TASK TO CARRY OUT. Return the material below in full and exactly.

Dataset entries:
########

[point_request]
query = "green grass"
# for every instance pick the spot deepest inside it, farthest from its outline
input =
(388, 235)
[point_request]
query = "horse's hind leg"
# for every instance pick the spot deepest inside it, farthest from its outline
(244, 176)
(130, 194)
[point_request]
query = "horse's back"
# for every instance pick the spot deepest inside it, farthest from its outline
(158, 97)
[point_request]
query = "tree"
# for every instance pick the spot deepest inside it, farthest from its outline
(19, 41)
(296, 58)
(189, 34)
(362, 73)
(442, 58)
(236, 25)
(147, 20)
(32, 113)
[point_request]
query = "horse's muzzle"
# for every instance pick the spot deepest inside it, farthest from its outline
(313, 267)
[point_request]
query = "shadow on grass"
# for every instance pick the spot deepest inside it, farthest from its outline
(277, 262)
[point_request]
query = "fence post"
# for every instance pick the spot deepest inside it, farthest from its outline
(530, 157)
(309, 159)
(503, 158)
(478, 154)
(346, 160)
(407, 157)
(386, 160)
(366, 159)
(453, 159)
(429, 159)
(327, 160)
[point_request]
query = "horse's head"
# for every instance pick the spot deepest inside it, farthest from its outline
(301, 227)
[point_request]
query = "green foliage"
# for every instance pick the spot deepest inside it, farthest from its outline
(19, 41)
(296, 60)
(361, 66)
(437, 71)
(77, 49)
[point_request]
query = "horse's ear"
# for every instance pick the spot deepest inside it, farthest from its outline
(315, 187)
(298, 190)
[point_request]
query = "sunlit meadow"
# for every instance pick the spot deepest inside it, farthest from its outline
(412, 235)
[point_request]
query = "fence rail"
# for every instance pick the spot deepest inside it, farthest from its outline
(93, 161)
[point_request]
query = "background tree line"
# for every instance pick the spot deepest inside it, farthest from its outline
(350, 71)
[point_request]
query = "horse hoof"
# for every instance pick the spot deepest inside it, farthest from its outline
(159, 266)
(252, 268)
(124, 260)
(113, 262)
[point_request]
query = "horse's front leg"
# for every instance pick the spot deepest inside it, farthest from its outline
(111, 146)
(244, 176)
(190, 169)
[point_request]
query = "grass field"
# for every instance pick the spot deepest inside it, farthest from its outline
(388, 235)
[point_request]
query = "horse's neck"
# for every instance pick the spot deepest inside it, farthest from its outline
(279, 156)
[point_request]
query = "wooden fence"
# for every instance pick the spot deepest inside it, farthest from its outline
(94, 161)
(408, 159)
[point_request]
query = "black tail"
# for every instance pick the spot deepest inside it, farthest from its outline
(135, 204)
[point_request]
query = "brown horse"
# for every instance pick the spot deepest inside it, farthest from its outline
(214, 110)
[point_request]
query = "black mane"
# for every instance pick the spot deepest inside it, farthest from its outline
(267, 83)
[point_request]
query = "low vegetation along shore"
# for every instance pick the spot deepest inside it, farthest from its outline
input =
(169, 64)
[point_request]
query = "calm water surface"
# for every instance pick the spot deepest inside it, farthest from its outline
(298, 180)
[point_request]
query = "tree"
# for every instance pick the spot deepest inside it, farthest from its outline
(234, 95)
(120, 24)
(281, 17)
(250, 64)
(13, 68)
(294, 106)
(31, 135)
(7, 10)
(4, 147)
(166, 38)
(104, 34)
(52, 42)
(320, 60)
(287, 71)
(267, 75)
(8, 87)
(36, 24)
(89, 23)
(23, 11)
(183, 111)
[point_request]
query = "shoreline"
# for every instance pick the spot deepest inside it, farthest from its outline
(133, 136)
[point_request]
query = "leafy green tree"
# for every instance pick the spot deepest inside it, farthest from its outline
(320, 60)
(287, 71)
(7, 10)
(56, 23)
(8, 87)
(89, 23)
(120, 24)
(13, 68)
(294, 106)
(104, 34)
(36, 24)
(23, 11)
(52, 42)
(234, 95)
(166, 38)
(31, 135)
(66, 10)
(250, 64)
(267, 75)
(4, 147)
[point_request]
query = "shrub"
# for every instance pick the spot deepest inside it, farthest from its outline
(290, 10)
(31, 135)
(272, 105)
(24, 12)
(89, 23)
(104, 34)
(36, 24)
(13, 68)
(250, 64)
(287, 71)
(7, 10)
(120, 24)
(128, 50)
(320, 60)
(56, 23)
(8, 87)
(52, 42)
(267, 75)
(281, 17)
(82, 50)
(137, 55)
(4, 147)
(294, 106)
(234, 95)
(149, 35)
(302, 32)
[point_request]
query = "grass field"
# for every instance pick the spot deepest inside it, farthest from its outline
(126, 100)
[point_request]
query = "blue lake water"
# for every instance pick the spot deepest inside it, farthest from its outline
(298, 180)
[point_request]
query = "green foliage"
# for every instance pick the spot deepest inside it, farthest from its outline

########

ANSWER TO THE EXERCISE.
[point_request]
query = "green grass"
# for every instance pick the spot deepest inside it, farthest from its outline
input =
(388, 235)
[point_request]
query = "horse's hind leg"
# for every instance pick the spot deepest inside it, farthest from its outline
(244, 176)
(130, 194)
[point_request]
query = "horse's back"
# for every instance pick the spot deepest inside it, farthest from its outline
(158, 97)
[point_request]
query = "tree"
# for every instance pick the spot deepest inside it, farthest from its outline
(19, 41)
(296, 58)
(189, 34)
(362, 73)
(442, 58)
(236, 25)
(147, 20)
(32, 113)
[point_request]
query = "horse's muzzle"
# for every instance pick the spot deepest inside it, farthest from its outline
(313, 267)
[point_request]
query = "shadow on grass"
# for every instance pick the spot deepest inside it, farthest from its outline
(277, 262)
[point_request]
query = "fence post"
# for every instance pick the spot deepest inside it, farthest from its outline
(530, 157)
(309, 159)
(503, 158)
(478, 154)
(346, 160)
(407, 157)
(386, 160)
(366, 159)
(453, 159)
(429, 159)
(327, 160)
[point_request]
query = "horse's head"
# for every instance pick the spot deepest inside it, farthest from its outline
(301, 227)
[point_request]
query = "green foliage"
# for every instance pick the spot deepest inside it, farthest from its outline
(19, 41)
(296, 60)
(361, 66)
(437, 71)
(77, 49)
[point_request]
query = "horse's ear"
# for every instance pick the spot deepest inside it, farthest from its outline
(315, 187)
(298, 190)
[point_request]
query = "sunlit meadow"
# for every instance pick the spot deepest inside it, farthest from its outline
(412, 235)
[point_request]
query = "fence rail"
# for every instance pick the spot deepest inside it, farthest from its outline
(93, 161)
[point_request]
query = "background tree line"
# for every instance pick the spot deepest inside it, farthest from its outline
(350, 71)
[point_request]
query = "horse hoof"
# for every instance pick the spot deepest inside it, farthest from its outline
(159, 266)
(252, 268)
(124, 260)
(113, 262)
[point_request]
query = "horse's front leg"
# for every instance pick the spot deepest inside it, farthest from its outline
(111, 146)
(244, 176)
(190, 169)
[point_request]
query = "grass field"
# for every instance pick the spot deepest inside it, farthest from its outline
(388, 235)
[point_request]
query = "horse's neck"
# for every instance pick the spot deepest inside it, farthest from its outline
(279, 156)
[point_request]
query = "wooden fence"
# for every instance pick the spot deepest inside it, farthest from its outline
(94, 161)
(408, 159)
[point_request]
query = "black tail"
# for every instance pick the spot deepest inside it, farthest from its outline
(135, 204)
[point_request]
query = "brown horse"
# for every instance pick the spot deepest inside it, farthest from its outline
(214, 110)
[point_request]
query = "black mane"
# for every instance pick the spot deepest inside it, farthest from its outline
(267, 83)
[point_request]
query = "low vegetation along shore"
# for every instance pick the spot deepest inside it, farthest from its outline
input =
(169, 64)
[point_request]
query = "calm water surface"
# for every instance pick the spot deepest inside it, farthest from its outline
(298, 180)
[point_request]
query = "tree"
# for every instance pick the spot deepest inside it, farthest from its outline
(234, 95)
(120, 24)
(281, 17)
(250, 64)
(13, 68)
(294, 106)
(31, 135)
(7, 10)
(4, 147)
(166, 38)
(104, 34)
(52, 42)
(320, 60)
(287, 71)
(267, 75)
(8, 87)
(36, 24)
(89, 23)
(23, 11)
(183, 111)
[point_request]
query = "shoreline"
# for every instance pick the spot deepest inside it, farthest from its outline
(133, 136)
[point_request]
query = "leafy green tree"
# for every instance pick the spot deepest inside it, farthest from its outline
(320, 60)
(287, 71)
(7, 10)
(56, 23)
(8, 87)
(89, 23)
(120, 24)
(13, 68)
(294, 106)
(104, 34)
(36, 24)
(23, 11)
(52, 42)
(234, 95)
(166, 38)
(31, 135)
(66, 10)
(250, 64)
(267, 75)
(4, 147)
[point_request]
query = "shrub"
# for every instance pick the spot deepest inside it, farthest from its outline
(290, 10)
(31, 135)
(272, 105)
(24, 12)
(89, 23)
(104, 34)
(36, 24)
(13, 68)
(250, 64)
(287, 71)
(7, 10)
(120, 24)
(128, 50)
(320, 60)
(56, 23)
(8, 87)
(52, 42)
(267, 75)
(281, 17)
(82, 50)
(137, 55)
(4, 147)
(294, 106)
(234, 95)
(149, 35)
(302, 32)
[point_request]
query = "grass field"
# for every instance pick the spot deepest inside it, farthest from its outline
(126, 100)
[point_request]
query = "blue lake water"
# for every instance pick the spot deepest inside it, farthest from its outline
(298, 180)
[point_request]
query = "green foliage"
# for every instance pick the spot deepest inside it, farthest from its outline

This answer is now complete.